From the social media strategy text, repeat word for word the part that opens with the words containing "Now – this is" and closes with "very first time.".
-- begin Reading passage --
In order to create a social media strategy for an organization with 2,000 employees, reporting to 200 managers and 20 executives and together hoping to engage with 800,000 customers is not an easy task.



Today, business managers know that a bit of tweeting, a profile on LinkedIn and a page on Facebook is no longer a social media strategy. Today it is also understood that 600 Million Facebook user, 200 Million Twitter user and 100 Million LinkedIn user generate more noise than all Fortune 1,000 marketing departments together. The dominance of the "social media rock stars" from 2008 and 2009 following 100,000 and be followed by 100,000 on Twitter is also fainting away. Businesses need more robust strategies to successfully engage with new and existing customers.

1) Like in every strategy development you will want to start by knowing where you are:

Conduct a thorough assessment. Not only assessing your own brand but customer sentiments, needs, frustrations and excitements. Assess your partner landscape including dealers, broker, retailer, reseller, distributor and whatever your sales channel is. Those partners have often the lion share of customer relationships. Analyze your competition in all the three aspects.

Now – this is a lot of work and often too much for a small SMB – but you will notice once done that it gives you an arsenal of opportunities to grow your business like never before. For the first time you see your organization, your market and your competition like you saw an x-ray for the very first time.

IMPORTANT:  Those who told you to start with "defining your objectives" never built a social media strategy. Because once you are done with your assessment you will change whatever objective you had – absolutely sure.

2) Create your strategy – together with some market representatives

Once your assessment is completed you develop the actual strategy. Here is another "NEW": Unlike a typical corporate strategy, that us usually developed in secrecy in a board room, you develop your social media strategy together with representatives from your market – I.e. customers, partners, and whoever is relevant to you.
-- end Reading passage --
-- begin Provided data --
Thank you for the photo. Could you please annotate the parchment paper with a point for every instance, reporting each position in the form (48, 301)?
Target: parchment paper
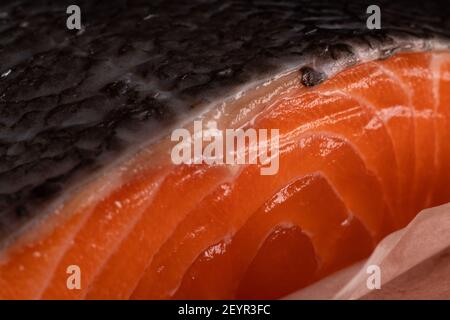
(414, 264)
-- end Provided data --
The result —
Now – this is a lot of work and often too much for a small SMB – but you will notice once done that it gives you an arsenal of opportunities to grow your business like never before. For the first time you see your organization, your market and your competition like you saw an x-ray for the very first time.